DIRECTIONS:
Rewrite every one of the records below, substituting "locator" for each occurrence of "detector" and leaving all other text untouched.

DATASET RECORDS:
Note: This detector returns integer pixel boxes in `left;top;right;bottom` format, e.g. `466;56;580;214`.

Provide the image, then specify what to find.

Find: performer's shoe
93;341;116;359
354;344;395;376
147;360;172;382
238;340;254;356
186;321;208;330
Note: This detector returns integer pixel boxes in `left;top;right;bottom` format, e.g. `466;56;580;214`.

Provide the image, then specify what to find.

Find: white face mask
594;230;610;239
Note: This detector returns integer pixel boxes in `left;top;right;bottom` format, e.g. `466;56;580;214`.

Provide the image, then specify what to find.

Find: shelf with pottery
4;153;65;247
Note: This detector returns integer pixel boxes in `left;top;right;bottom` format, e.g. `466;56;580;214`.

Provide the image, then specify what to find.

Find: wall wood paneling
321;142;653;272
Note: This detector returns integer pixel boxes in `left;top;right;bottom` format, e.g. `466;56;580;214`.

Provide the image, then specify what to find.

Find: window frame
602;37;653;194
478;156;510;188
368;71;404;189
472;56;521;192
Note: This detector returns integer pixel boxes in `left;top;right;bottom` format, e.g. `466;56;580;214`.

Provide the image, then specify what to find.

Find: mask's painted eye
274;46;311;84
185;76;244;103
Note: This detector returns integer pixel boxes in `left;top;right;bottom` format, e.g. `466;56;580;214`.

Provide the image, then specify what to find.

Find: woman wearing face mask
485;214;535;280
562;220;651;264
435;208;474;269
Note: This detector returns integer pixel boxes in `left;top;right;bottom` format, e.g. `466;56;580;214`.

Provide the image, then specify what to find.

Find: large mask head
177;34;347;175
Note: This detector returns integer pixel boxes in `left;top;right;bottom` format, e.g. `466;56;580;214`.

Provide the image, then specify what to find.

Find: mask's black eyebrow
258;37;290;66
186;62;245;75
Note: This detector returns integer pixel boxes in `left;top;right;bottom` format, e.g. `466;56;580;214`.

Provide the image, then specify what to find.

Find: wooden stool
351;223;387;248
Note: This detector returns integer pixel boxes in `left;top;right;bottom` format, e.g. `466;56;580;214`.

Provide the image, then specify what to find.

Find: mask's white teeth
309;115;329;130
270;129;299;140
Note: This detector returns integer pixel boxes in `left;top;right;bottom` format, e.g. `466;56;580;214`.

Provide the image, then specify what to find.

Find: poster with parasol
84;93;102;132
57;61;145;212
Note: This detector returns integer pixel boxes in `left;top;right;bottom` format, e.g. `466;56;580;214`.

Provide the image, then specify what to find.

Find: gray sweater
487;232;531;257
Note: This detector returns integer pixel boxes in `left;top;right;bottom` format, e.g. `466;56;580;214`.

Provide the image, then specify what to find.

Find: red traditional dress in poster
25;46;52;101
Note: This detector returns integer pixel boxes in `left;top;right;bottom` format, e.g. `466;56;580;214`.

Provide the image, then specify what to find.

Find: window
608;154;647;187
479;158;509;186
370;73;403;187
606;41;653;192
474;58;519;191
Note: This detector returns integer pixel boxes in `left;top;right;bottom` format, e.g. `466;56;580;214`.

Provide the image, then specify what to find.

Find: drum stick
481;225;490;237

EXERCISE OUTPUT:
Note: This locator returns integer pixel boxes in `left;top;right;bottom` format, e.g. `466;56;580;214`.

Provide the image, then specify what to find.

Find: performer's shoe
93;341;116;359
354;344;395;376
147;360;172;382
238;340;254;356
186;321;208;330
Note: This locator returns integer pixel boxes in `left;top;right;bottom` format, e.g. `466;56;580;214`.

Provide the image, then specify what to find.

Find: white face mask
594;230;610;239
Note: This locator returns integer pixel boxes in `left;top;right;bottom` format, e.g. `466;56;580;214`.

Provide the image, then specify what to find.

Find: shelf with pottery
4;153;65;247
Note: This locator returns integer pixel boxes in `left;top;right;bottom` format, e.g. `466;56;580;214`.

Provide the image, then specify what to find.

Find: wall wood paneling
321;142;653;272
Note: This locator returns integer pixel boxes in `left;top;right;bottom` format, e.g. `466;56;580;214`.

Provide the image, then specify what to find.

Find: window frame
602;37;653;194
478;156;510;188
368;71;404;189
472;56;521;192
Note: This locator returns integer pixel boxes in `left;top;right;bottom` format, e.g. `466;56;580;214`.

Provide the image, then specify what to find.

Find: mask's painted eye
274;46;311;84
185;76;244;103
Note: This locator returns integer pixel boxes in `left;top;right;bottom` format, e.g. `466;56;580;214`.

Provide the image, then specify what to find.

Find: woman wearing face mask
485;214;535;280
562;220;651;264
435;208;474;269
Note: This locator returns integer pixel boxes in `left;top;right;bottom` format, e.g. `466;56;580;214`.

Provide the image, then specify what to find.

Find: large mask head
177;34;347;175
Note: This locator returns integer pixel boxes in `left;top;right;bottom` format, e.g. `466;56;580;214`.

Provide the image, then specify what to find.

Find: mask's black eyebrow
258;37;290;66
186;62;245;75
Note: This locator returns integer pixel boxes in `left;top;right;bottom` format, e.g. `466;56;580;214`.

Provide the image, then specify what to find.

Find: wooden stool
351;223;387;248
Note: This locator returns integer pixel boxes in `left;top;right;bottom` format, e.g. `466;56;580;214`.

Provide the image, then specify what to find.

Find: mask's white teeth
309;115;329;130
270;129;299;140
Note: This locator returns integer pixel boxes in `left;top;right;bottom` format, e.g. `466;56;580;214`.

Provide the image, then specify what to find.

Find: poster with parasol
84;93;102;132
57;61;145;212
Note: This locator returns integer pixel boxes in `left;top;right;bottom` format, e.g. `466;56;580;214`.

Provide the image, then specify what to find.

Find: gray sweater
487;232;531;257
Note: This locator returns integer pixel boxes in `left;top;right;bottom` format, e.g. `466;56;580;214`.

Provide the image, then specify what to find.

Find: red traditional dress in poster
25;46;52;101
Note: This locator returns integer pixel boxes in `left;top;right;bottom` format, e.g. `466;56;580;214`.

Provide the image, then specify what to find.

Find: window
608;154;647;187
479;158;509;186
370;73;403;187
606;41;653;192
474;58;519;191
Note: This locator returns integer pixel boxes in `left;top;right;bottom` format, e.g. `466;56;580;214`.

Provide the image, then specify what to find.

Find: drum stick
481;225;490;237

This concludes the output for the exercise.